OBJECTIVE.
Copy out the entries in full and with complete accuracy; pictures are excluded.

DATA ENTRIES.
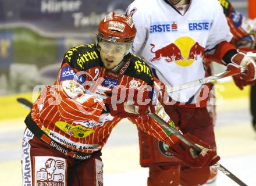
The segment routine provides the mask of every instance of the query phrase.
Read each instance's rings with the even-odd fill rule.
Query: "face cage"
[[[122,45],[124,45],[126,46],[126,51],[125,52],[125,56],[127,55],[130,51],[131,49],[131,47],[133,46],[133,42],[127,42],[127,43],[123,43],[123,42],[115,42],[115,41],[112,41],[111,40],[105,40],[102,38],[101,37],[100,37],[98,35],[97,35],[96,37],[96,40],[95,40],[95,43],[96,43],[96,47],[98,49],[98,50],[99,51],[101,51],[101,46],[99,46],[99,44],[101,42],[102,42],[102,41],[105,41],[107,42],[112,42],[112,43],[118,43],[119,44],[122,44]]]

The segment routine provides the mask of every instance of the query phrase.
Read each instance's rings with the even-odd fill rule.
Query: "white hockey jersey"
[[[216,45],[232,38],[223,9],[217,0],[191,0],[182,15],[166,1],[135,0],[128,8],[137,28],[133,52],[145,58],[166,85],[203,78],[204,54],[213,53]],[[200,85],[170,96],[193,104],[201,89]]]

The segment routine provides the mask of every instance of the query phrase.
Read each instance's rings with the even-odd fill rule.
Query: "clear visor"
[[[128,54],[131,49],[132,44],[132,42],[122,43],[110,41],[102,39],[98,35],[96,38],[96,45],[101,52],[115,56],[125,56]]]

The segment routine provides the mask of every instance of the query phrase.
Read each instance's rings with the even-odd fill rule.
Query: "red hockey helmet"
[[[99,23],[96,45],[100,49],[102,40],[127,45],[125,55],[130,51],[136,34],[133,20],[130,15],[125,16],[112,12]]]

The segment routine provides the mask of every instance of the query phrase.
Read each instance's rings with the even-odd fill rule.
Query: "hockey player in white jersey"
[[[216,0],[135,0],[128,8],[137,33],[134,52],[145,59],[168,85],[205,76],[205,55],[232,67],[246,66],[244,81],[255,78],[255,63],[245,59],[232,38],[223,10]],[[165,110],[184,133],[192,133],[216,147],[212,120],[207,110],[209,90],[197,86],[169,94]],[[139,131],[140,163],[150,169],[149,186],[198,185],[206,183],[209,167],[189,167],[168,153],[166,145]]]

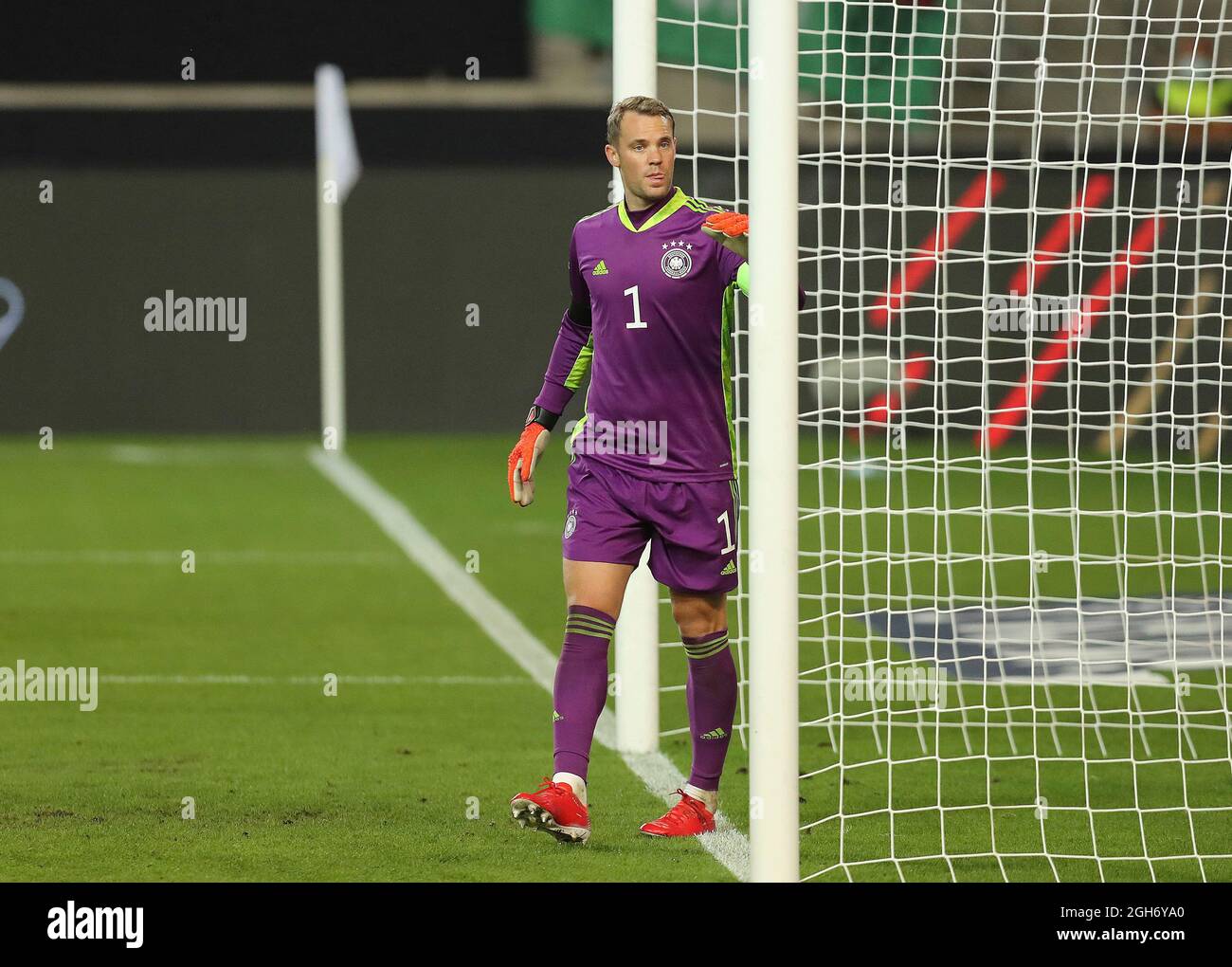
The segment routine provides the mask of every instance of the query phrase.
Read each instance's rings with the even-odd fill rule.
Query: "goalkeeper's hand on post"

RESPONSE TO THE TASK.
The segment routine provides the mask of every instance of the query phrase.
Read each instance's rings with the even-odd fill rule.
Query: "face cage"
[[[122,45],[124,45],[126,46],[126,51],[125,52],[125,56],[127,55],[130,51],[131,49],[131,47],[133,46],[133,42],[127,42],[127,43],[123,43],[123,42],[115,42],[115,41],[112,41],[111,40],[105,40],[102,38],[101,37],[100,37],[98,35],[97,35],[96,37],[96,40],[95,40],[95,43],[96,43],[96,47],[98,49],[98,50],[99,51],[101,51],[101,46],[99,46],[99,44],[101,42],[102,42],[102,41],[105,41],[107,42],[112,42],[112,43],[118,43],[119,44],[122,44]]]

The segment routine provides the mask of every instance of the query phrase.
Read each instance's rings with the even-odd fill rule.
Query: "white hockey jersey"
[[[216,45],[232,38],[223,9],[217,0],[191,0],[182,15],[166,1],[135,0],[128,8],[137,28],[133,52],[145,58],[166,85],[203,78],[204,54],[213,53]],[[200,85],[170,96],[193,104],[201,89]]]

The segment routine provides the mask of every instance of the query phrase.
Read each instance's rings with the even-odd fill rule.
Query: "clear visor"
[[[128,54],[131,49],[132,44],[132,42],[122,43],[110,41],[102,39],[98,35],[96,38],[96,45],[101,52],[115,56],[125,56]]]

The segment routine provides the mask of every instance of the query phrase.
Read each instance's rings with the even-odd fill rule.
Query: "red hockey helmet"
[[[99,23],[96,45],[100,49],[102,40],[127,45],[125,55],[130,51],[136,34],[133,20],[130,15],[125,16],[112,12]]]

The segment routine provides the mask of every instance of the query phrase.
Read each instance's rings with the even-odd fill rule.
Query: "hockey player in white jersey"
[[[216,0],[135,0],[128,8],[137,33],[134,52],[145,59],[168,85],[205,76],[205,55],[232,67],[246,66],[244,81],[255,78],[255,63],[245,59],[232,38],[223,10]],[[165,110],[184,133],[192,133],[216,147],[212,120],[207,110],[209,90],[197,86],[169,94]],[[139,131],[140,163],[150,169],[149,186],[198,185],[206,183],[209,167],[189,167],[168,153],[166,145]]]

The segment routine provides the mask of every instance of the query phrase.
Read each instance's rings with the even-odd fill rule.
Query: "goalkeeper's hand on post"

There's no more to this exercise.